GIVEN PROBLEM 1. Transcribe the portion of the records that begins with the line containing "Can you see the bird's leg?" and runs through the end of the records, with both ends included.

In the 2 1/2 years I have been here, ACTIVELY looking for help, any help, to find a place to hunt hogs, I have probably talked to and asked 130 or so men and women FACE TO FACE. I have never had a single one of them offer any help at all, not even the most basic levels of help.

Lastly, here's an example of what kind of "help" I got from these "Texas Hunting" forums and such. I joined after having several people tell me how awesome it was and how much help I'd get from there.
I joined up and introduced myself and told what I was looking for and such. At that time I was still looking at going to NATIONAL FOREST lands to hog hunt. I had one that interested me, about 2 hours north of me. It has a road that kinda runs through it. Part of the land was on one side and part on the other. I SIMPLY asked what side of the ROAD would be the best to start out in when I went there to scout and hog hunt. They wouldn't even answer a petty question like that for me. This is not a rarely visited forum, it is WELL KNOWN and popular with TEXAS hunters and bowhunters. Yet not a single member would even bother himself to post an answer to that question I asked. After 2 weeks of seeing how many members visited and read my question without a single response, I decided I had had enough. I never asked another question there and haven't been back, what's the use?

The past 2 years or so have shown me that in some areas the people of Texas just aren't willing to help at all, even in the most basic of ways. It shocked and saddened me cause in every other area the people of Texas are the best I have ever lived around. I was so disappointed and let down and wondered if everything I had formulated about the people here had been totally wrong. I had the same kind of "help' when I asked about fishing too, but have decided to try one more time before giving up on asking for any help there too.

I don't want to drag you down or bum you out about getting help. You might have a totally different experience in getting help than I did. I hope you do. I hope you get so much help that you don't know where to go next.
For me, I have decided that it's just not worth it anymore to try and find out information that people just don't want to provide. I've talked to the Dept. of Resources people too, with not much more results.
Oh, one more that I almost forgot. I asked a guy that has been a head writer for a Texas Hunting magazine for the last 15 years or so about advice for hog hunting. He sent me a link to the Dept. of Texas Parks and Wildlife and nothing more. Some help.

EXERCISE MATERIALS.
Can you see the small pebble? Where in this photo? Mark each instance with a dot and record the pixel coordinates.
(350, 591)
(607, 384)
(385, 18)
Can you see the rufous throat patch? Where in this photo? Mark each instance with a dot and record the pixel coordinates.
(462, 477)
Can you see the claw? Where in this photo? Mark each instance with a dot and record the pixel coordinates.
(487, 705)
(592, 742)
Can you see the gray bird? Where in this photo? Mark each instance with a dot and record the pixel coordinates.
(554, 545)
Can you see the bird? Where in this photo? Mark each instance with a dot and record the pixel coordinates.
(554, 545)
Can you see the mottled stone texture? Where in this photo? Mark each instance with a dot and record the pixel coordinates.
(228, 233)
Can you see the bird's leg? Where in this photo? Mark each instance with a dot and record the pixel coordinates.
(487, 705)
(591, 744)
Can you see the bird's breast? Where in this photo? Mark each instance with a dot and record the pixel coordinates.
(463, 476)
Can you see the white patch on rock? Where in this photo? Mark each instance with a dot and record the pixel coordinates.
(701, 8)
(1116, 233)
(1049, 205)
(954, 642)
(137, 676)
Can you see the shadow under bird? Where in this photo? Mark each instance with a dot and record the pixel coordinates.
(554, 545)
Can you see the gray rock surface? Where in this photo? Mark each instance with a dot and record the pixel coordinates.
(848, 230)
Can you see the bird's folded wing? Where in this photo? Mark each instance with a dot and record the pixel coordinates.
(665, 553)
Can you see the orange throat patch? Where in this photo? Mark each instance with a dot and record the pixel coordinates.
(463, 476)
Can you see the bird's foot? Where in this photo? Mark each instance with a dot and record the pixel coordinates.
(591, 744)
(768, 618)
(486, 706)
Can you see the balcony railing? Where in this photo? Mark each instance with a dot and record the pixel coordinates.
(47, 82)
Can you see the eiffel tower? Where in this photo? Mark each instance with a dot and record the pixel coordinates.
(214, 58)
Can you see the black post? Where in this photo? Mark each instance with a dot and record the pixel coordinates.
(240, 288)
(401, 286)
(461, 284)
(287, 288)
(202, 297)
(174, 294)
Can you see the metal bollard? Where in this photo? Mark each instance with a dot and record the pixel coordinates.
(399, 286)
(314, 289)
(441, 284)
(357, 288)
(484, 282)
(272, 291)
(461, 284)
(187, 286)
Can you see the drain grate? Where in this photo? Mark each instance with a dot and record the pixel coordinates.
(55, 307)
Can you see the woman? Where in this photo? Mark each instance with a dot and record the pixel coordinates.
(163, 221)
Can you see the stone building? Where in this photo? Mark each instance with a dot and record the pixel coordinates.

GIVEN PROBLEM 2. Continue the forum post about failing to get hog hunting help in Texas, picking up right after its last sentence.

EXERCISE ANSWER 1.
Can you see the bird's leg? Where in this photo? Mark each instance with a dot and record the pixel coordinates.
(487, 705)
(591, 744)
Can you see the bird's breast? Where in this photo? Mark each instance with a dot and record the pixel coordinates.
(463, 476)
Can you see the white patch on rock? Where in this photo? Mark each instance with a dot and record the pixel coordinates.
(701, 8)
(1116, 233)
(1049, 205)
(954, 642)
(137, 676)
Can you see the shadow under bird? Where in this photo? Mark each instance with a dot and record the pixel coordinates.
(554, 545)
Can you see the gray rock surface? Where in this photo? Mark each instance with a dot and record the pixel coordinates.
(848, 230)
Can you see the bird's folded wing? Where in this photo? Mark each instance with a dot and record the pixel coordinates.
(665, 553)
Can you see the orange throat patch? Where in this photo? Mark each instance with a dot and record the pixel coordinates.
(463, 476)
Can you see the bird's foot? Where in this photo? Mark each instance with a dot and record the pixel coordinates.
(591, 744)
(768, 618)
(486, 706)
Can you see the balcony railing? Where in this photo? Mark each instance with a dot and record the pixel coordinates.
(47, 82)
Can you see the eiffel tower? Where in this photo? Mark each instance with a dot and record the pixel coordinates.
(214, 58)
Can you see the black post? Where in this photo? Mark each instance with a dot and record the pixel coordinates.
(240, 288)
(401, 286)
(461, 284)
(287, 288)
(202, 297)
(174, 294)
Can you see the metal bollard? Where in this photo? Mark each instance with a dot and record the pixel coordinates.
(399, 286)
(314, 289)
(441, 284)
(357, 288)
(484, 282)
(272, 291)
(461, 284)
(187, 286)
Can you see the drain grate? Where in this photo? Mark each instance with a dot and record the pixel coordinates.
(55, 307)
Can you see the woman? Where in this photo? Mark each instance with a dot and record the pixel coordinates.
(163, 221)
Can you see the stone building? Where in this photo? Mark each instance with a dot and record the pixel coordinates.

EXERCISE ANSWER 2.
I have decided to just shoot my bow at my foam targets in the yard and be done with it for hunting in Texas. One good note, just to show the difference here, I saw a guy on one of the forums I hang out on from Louisiana and he was talking about hog hunting and such in his state. I asked him how hard it would be to find a place if I wanted to go there and hunt. He answered me and told me about it and within a week he invited me to come down to HIS LEASE right on the border with Texas and hunt ANY TIME I WANTED. Just stunning. Almost 3 years of asking everyone I could come into contact with here in Texas about help with Hog hunting and getting nothing and emailing 1 guy from Louisiana and getting an invite to hunt anytime I wanted on HIS PRIVATE LEASE.

Anyway, I apologize for posting this and wish you great luck and success. I just wanted to let you know what you might run into when looking for help on hunting.

Good luck to you in your hunting journey.

Nalajr


----------



## ReelBigFish79

My experience has pretty much been the same. I'll even throw in my wife's family. They talk but that's about all it amounts to.

Sent from my C811 4G using Tapatalk


----------



## fluffycharm

**

I don't hunt but like to help...

**********************

also a fishing website but generally DFW area...

Google various combo of these words...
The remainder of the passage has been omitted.